Tarea 1
Transcribe sin cambios el pasaje del fragmento que empieza con "Mi madre me" y sigue hasta "besa su inocencia.".
Tarea 2
Por favor, convierte en una lista breve el párrafo del fragmento que comienza con "Acto seguido, se levanta", sin perder sus datos principales.

Mi madre me pregunta por mis hijos. Saco el teléfono móvil y le enseño las últimas fotografías. No puede reprimir los elogios. "Qué guapos son, y cuánta vida dan". Habla con admiración del mayor de los dos. "Qué buenos son estos niños, y qué cariñosos. Más lentos que los demás, pero qué felicidad dan". Lo dice así, en plural. Y antes de devolverme el teléfono llena de besos la pantalla. Quién puede explicarle que está besando un cristal y que tras él solo hay imágenes binarias (formadas por ceros y unos); ni siquiera está besando un papel. Pero si le explicara eso, mentiría, porque bien mirado mi madre no besa una imagen, besa a mis hijos, a sus nietos, palpa el calor de su piel, sus caras tiernas, besa su inocencia.

Acto seguido, se levanta para comprobar cómo está mi padre. "¿No te despiertas?". Pero mi padre, agotado, sigue durmiendo. Mi madre le da una caricia y lo llena de besos. En un rato ha besado a tres generaciones de Rodríguez . Y yo comienzo a pensar en esta familia, en los besos, en mis padres y en mis hijos. Pienso en lo que fuimos y en lo que somos. Y pienso que es una pena que mi padre esté dormido y no pueda decirme, sonriente y afectuoso: "¡Qué tío más grande!" para a continuación preguntarme: "¿Y tú quién eres?" "Soy tu hijo, padre". "¿Mi hijo?", pregunta incrédulo. Y entonces mira a mi madre, que asiente. "Claro, es Francisco. ¿No te acuerdas de él?"

Pero este consabido diálogo hoy no tendrá lugar, porque mi padre duerme. Así que las palabras no intervienen en un diálogo imposible dispuesto a destacar su falta de memoria. Hoy que está dormido es día para los besos. Todos nos besamos al despedirnos: es nuestra forma de recordar --ahora que aún somos jóvenes-- que seguimos siendo aquellos cuatro pequeños tesoros de corta edad que mi orgulloso padre subía sobre sus hombros indestructibles cuando la vida aún era un lugar hermoso.

Bloque de datos
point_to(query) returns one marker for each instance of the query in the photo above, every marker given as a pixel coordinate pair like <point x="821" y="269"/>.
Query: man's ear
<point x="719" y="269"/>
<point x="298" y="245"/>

Tu respuesta 1
Mi madre me pregunta por mis hijos. Saco el teléfono móvil y le enseño las últimas fotografías. No puede reprimir los elogios. "Qué guapos son, y cuánta vida dan". Habla con admiración del mayor de los dos. "Qué buenos son estos niños, y qué cariñosos. Más lentos que los demás, pero qué felicidad dan". Lo dice así, en plural. Y antes de devolverme el teléfono llena de besos la pantalla. Quién puede explicarle que está besando un cristal y que tras él solo hay imágenes binarias (formadas por ceros y unos); ni siquiera está besando un papel. Pero si le explicara eso, mentiría, porque bien mirado mi madre no besa una imagen, besa a mis hijos, a sus nietos, palpa el calor de su piel, sus caras tiernas, besa su inocencia.

Tu respuesta 2
- La madre se levanta para ver cómo está el padre, que, agotado, sigue durmiendo aunque ella le pregunta si no se despierta.
- Ella lo acaricia y lo llena de besos. En un rato ha besado a tres generaciones de Rodríguez.
- El narrador piensa en la familia, en los besos, en sus padres y en sus hijos, en lo que fueron y en lo que son.
- Le da pena que el padre, dormido, no pueda decirle sonriente "¡Qué tío más grande!" y preguntarle luego quién es.
- En ese diálogo, el narrador responde que es su hijo, el padre duda y la madre asiente: "Claro, es Francisco".